● **GOAL OF THE EXERCISE**
Up to and including the final line, retype each line of the records below, starting with the one that contains "Presumably the boy in red".

::::::::

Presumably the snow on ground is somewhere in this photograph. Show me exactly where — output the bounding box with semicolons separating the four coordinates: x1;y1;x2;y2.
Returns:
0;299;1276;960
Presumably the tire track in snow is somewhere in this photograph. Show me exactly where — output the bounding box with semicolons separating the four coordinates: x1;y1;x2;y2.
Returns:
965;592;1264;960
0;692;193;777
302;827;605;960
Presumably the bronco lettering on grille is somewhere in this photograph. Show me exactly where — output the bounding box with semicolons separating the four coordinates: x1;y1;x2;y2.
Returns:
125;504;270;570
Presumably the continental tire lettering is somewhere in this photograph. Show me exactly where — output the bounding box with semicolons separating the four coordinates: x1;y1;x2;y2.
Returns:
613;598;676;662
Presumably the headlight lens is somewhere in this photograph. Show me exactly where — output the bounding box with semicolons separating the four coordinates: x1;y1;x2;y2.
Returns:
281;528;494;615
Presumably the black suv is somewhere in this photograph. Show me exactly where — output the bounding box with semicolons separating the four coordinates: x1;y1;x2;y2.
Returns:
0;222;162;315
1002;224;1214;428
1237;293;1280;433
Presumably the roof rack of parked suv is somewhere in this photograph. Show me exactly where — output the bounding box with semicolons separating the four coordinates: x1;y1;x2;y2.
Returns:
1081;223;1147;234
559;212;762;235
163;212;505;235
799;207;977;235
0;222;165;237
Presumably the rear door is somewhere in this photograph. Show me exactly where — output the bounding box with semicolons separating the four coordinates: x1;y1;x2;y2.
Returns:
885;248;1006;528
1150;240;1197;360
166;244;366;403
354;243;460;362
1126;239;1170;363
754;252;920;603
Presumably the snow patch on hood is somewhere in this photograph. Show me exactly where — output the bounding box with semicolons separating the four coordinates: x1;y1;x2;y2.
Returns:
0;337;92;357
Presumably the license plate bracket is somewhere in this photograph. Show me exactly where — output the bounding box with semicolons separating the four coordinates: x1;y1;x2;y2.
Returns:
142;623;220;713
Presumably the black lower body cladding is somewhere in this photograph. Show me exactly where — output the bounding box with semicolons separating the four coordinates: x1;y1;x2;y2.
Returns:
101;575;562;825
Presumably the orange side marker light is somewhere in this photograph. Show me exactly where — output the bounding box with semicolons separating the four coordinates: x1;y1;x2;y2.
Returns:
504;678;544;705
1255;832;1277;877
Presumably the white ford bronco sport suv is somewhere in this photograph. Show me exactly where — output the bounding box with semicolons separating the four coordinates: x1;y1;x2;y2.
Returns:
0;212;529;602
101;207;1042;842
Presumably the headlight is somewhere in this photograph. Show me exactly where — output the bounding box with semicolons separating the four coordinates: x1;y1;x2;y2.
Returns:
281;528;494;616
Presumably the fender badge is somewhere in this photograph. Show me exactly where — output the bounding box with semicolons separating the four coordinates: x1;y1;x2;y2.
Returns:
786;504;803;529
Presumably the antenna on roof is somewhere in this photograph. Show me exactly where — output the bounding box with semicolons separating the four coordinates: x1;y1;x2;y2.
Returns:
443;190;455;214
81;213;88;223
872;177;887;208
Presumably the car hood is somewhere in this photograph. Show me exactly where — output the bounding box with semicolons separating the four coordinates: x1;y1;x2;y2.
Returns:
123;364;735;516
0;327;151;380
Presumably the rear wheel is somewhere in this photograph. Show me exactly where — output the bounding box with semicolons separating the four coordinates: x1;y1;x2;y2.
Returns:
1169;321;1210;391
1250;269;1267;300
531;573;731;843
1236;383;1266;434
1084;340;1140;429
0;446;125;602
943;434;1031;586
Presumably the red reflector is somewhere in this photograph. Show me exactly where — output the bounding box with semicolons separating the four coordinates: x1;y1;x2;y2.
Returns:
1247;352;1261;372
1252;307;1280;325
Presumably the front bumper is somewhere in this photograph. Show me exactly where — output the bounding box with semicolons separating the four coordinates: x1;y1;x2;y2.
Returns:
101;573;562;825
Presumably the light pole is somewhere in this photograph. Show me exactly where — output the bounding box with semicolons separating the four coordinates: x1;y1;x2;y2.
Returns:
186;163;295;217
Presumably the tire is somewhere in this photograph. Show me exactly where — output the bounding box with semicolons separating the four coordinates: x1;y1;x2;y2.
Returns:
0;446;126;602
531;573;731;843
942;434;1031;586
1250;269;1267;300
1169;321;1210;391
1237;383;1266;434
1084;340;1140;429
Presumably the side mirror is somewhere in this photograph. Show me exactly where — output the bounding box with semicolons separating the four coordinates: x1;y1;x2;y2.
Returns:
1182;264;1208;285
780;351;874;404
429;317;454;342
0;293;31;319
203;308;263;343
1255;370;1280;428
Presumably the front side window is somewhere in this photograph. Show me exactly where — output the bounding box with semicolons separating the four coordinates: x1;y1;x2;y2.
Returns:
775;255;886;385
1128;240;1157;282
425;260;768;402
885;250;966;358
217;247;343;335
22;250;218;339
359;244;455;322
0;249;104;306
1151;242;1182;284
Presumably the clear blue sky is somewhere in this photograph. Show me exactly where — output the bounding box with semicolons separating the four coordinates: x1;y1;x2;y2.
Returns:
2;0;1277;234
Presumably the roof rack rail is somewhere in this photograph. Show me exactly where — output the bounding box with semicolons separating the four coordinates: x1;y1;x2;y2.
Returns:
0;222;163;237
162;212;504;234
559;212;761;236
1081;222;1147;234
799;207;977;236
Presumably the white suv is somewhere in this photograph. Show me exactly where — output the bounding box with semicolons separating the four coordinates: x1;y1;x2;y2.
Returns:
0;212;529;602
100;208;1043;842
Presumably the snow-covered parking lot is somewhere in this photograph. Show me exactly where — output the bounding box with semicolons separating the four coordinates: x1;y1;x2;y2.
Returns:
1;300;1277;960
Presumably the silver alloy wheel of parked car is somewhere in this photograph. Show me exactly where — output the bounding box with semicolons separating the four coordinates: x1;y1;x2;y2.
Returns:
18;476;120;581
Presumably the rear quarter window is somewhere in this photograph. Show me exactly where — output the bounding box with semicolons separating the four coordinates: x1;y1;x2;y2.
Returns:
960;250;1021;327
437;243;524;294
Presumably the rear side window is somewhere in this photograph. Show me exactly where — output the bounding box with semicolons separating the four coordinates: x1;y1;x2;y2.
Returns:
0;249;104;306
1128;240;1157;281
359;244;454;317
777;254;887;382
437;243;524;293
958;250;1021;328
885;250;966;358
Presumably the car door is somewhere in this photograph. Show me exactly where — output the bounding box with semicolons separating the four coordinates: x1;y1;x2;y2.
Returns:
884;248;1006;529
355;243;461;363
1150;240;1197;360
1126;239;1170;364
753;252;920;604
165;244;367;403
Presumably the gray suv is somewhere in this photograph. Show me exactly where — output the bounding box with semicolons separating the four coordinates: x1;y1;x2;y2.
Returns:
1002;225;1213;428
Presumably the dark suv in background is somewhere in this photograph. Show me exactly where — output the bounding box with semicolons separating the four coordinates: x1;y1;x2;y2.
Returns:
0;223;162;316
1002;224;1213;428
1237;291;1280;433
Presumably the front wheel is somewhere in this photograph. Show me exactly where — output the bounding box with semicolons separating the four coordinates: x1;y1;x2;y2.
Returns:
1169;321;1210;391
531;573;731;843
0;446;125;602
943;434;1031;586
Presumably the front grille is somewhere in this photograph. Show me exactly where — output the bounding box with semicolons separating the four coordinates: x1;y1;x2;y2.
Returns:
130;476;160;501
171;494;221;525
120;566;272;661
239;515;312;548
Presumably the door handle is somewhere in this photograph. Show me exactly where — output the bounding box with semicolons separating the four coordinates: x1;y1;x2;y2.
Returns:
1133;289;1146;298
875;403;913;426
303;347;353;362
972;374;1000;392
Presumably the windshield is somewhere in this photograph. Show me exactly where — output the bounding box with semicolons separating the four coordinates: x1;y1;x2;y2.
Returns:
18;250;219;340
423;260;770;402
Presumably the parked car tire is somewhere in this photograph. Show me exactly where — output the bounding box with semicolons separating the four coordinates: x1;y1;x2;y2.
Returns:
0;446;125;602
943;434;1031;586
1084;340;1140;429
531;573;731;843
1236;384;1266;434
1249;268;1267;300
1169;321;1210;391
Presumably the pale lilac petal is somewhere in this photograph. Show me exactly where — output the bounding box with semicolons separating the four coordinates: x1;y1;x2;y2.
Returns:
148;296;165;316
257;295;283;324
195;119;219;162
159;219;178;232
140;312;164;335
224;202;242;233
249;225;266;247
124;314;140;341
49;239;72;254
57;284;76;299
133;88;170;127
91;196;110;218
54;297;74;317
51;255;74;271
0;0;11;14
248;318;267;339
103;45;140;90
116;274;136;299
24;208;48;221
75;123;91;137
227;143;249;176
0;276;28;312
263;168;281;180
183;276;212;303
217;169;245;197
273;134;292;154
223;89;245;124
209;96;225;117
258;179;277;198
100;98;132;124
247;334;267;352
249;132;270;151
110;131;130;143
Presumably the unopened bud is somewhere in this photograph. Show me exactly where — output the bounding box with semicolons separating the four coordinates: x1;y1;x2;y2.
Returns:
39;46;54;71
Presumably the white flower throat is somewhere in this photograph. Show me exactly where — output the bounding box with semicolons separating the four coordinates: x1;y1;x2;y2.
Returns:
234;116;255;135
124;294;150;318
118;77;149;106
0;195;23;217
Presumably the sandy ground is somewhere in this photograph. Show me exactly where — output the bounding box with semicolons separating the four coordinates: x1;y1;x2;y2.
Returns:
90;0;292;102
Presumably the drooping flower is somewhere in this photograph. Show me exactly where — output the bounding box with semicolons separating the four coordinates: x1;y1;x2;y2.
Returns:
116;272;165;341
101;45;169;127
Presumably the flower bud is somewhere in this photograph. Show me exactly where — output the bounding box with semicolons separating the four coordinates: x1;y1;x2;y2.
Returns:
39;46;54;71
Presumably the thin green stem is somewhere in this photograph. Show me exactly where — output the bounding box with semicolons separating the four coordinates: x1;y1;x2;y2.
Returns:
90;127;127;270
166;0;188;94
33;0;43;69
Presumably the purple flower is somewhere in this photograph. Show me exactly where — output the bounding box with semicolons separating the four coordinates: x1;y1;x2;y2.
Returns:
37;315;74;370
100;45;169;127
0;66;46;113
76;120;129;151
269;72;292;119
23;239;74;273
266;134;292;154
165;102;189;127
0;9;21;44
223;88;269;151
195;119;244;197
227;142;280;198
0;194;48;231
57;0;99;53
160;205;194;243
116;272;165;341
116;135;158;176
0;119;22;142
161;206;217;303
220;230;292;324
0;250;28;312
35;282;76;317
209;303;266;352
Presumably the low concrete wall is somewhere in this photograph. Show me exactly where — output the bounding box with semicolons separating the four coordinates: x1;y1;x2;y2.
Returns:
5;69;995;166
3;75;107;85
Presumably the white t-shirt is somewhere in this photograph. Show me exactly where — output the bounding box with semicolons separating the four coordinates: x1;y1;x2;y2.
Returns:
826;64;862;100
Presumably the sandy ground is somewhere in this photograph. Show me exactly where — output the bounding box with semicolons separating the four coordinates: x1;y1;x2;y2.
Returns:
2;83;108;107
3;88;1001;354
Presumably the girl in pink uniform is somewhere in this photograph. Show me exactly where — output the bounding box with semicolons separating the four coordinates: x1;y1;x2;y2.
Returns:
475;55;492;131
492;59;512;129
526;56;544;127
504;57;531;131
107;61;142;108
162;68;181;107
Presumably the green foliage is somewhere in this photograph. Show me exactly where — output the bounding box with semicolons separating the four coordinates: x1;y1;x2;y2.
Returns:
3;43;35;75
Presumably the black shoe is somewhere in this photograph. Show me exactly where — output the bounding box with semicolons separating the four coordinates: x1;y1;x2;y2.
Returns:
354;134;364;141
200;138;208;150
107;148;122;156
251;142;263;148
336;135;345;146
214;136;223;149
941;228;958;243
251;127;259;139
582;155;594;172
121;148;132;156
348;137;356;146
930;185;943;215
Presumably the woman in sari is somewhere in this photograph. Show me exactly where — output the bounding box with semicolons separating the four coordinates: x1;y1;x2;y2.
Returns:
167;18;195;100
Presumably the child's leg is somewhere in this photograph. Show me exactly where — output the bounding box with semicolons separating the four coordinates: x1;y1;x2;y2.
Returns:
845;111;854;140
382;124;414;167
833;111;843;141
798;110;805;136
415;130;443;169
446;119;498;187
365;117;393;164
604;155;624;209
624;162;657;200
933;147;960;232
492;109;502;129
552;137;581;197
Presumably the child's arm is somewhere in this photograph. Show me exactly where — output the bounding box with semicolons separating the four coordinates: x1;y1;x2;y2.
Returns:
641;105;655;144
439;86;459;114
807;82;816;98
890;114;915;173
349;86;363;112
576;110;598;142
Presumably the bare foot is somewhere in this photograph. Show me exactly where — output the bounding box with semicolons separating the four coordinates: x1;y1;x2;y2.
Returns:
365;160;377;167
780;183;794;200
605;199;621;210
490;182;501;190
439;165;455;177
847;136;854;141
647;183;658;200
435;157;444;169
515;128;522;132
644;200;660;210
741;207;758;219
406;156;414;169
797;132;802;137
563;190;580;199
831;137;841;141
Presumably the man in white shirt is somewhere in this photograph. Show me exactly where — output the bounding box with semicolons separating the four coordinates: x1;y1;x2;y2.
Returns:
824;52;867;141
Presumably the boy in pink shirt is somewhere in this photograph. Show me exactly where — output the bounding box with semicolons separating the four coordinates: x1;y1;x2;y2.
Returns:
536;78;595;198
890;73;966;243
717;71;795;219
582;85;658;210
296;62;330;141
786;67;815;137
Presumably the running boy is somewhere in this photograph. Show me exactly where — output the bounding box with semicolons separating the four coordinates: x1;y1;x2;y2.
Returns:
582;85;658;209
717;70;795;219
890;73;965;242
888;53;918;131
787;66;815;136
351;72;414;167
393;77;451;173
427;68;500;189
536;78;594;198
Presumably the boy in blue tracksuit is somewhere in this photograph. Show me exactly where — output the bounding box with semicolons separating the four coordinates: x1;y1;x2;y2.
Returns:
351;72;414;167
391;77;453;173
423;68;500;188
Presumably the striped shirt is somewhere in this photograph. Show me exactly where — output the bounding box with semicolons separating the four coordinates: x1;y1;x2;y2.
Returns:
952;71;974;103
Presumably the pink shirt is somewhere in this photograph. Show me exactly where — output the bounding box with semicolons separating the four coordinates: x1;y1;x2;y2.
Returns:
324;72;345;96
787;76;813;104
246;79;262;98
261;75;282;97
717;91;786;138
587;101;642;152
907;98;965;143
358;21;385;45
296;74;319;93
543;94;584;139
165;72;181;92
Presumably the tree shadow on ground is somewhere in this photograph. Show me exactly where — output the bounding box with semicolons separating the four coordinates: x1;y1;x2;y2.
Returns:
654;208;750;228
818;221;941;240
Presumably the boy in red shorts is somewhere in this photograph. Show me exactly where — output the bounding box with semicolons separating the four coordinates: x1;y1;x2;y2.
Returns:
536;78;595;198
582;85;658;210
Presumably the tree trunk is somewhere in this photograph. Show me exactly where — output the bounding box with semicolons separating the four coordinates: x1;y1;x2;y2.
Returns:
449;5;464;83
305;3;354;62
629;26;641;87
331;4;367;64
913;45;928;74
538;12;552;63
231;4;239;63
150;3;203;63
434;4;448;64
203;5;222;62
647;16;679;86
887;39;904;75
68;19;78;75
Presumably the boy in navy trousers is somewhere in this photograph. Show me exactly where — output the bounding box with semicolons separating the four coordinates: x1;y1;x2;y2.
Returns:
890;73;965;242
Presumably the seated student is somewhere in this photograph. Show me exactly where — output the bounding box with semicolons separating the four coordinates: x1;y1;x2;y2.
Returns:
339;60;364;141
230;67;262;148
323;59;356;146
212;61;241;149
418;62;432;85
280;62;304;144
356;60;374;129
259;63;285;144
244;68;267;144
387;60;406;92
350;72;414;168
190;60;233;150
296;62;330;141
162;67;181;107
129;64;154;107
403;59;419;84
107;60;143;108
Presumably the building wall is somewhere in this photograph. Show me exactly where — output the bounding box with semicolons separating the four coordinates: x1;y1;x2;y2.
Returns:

::::::::

● **ANSWER SPACE**
Presumably the boy in red shorts is somewhere in this photograph. Show me exactly where — output the bounding box with semicolons separating the four coordinates: x1;y1;x2;y2.
Returns:
536;78;595;198
582;85;658;210
Presumably the tree trunk is somewhere in this photograph. Show me exactly where — output the bounding box with semicolons separating the four coordinates: x1;y1;x2;y2.
Returns:
449;5;464;83
305;3;354;62
629;26;641;87
331;4;367;64
913;45;928;74
538;12;552;63
231;4;239;63
150;3;203;63
434;4;448;64
203;5;222;62
647;16;679;86
887;39;904;75
68;19;78;75
Presumably the boy in navy trousers is somewhere in this photograph. Show me exactly where — output the bounding box with semicolons separating the four coordinates: x1;y1;x2;y2.
Returns:
890;73;965;242
Presumably the seated student is somewhere in this photograph. Show me exactly where — output the bounding box with semicolons separating the four coordinates: x1;y1;x2;y2.
Returns:
339;60;364;141
230;67;262;148
323;59;356;146
212;61;241;149
418;62;432;85
280;62;304;144
356;60;374;129
259;63;285;144
244;68;267;144
387;60;406;92
350;72;414;168
190;60;233;150
296;62;330;141
162;67;181;107
129;64;154;107
403;59;419;84
107;60;143;108
Presumably the building wall is somewhere in this photograph. Show me exactly where — output the bounding box with semicolons separating the four coordinates: x1;y1;x2;y2.
Returns:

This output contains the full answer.